> **Goal**
Rewrite all the records with every occurrence of "one marker" changed to "a single marker" and everything else left as it is. Omit the pictures from your answer.

> **Listing**
------------
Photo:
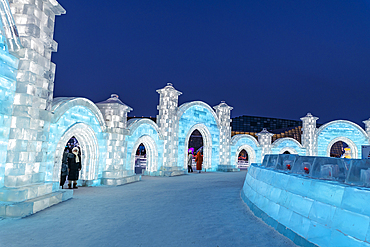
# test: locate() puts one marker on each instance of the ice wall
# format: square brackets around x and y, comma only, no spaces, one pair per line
[80,118]
[30,123]
[223,112]
[8,72]
[200,116]
[287,144]
[306,210]
[167,122]
[145,131]
[341,130]
[249,144]
[115,116]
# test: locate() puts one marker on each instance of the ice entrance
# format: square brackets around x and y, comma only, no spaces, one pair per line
[140,159]
[89,148]
[243,159]
[202,141]
[148,154]
[72,143]
[195,145]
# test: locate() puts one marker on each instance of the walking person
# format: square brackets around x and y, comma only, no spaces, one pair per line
[64,170]
[74,167]
[199,160]
[190,161]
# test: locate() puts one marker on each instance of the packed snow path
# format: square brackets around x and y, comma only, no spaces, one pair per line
------------
> **Task response**
Photo:
# test: locate() puts a single marker on each instance of the ice wall
# format: square brackets around x and y, comma only, no spaces, one pair per line
[80,118]
[30,123]
[223,112]
[8,72]
[200,116]
[287,144]
[306,210]
[167,122]
[145,131]
[341,130]
[249,144]
[115,116]
# test: locate() puts a single marker on each instance of the ice entrance
# format: square brackets around x and y, comma only, no spaces, one pair per line
[140,159]
[89,148]
[243,159]
[202,141]
[148,154]
[72,143]
[195,145]
# test: locate() puts a single marker on each instance of the walking person
# format: square brackets around x and y, comma only, no spaces, one pair per line
[64,170]
[74,167]
[199,160]
[190,161]
# test: locate() puts a single marker on each instance of the packed snow path
# format: square brackets around x and y, comma only, no spaces, one pair per line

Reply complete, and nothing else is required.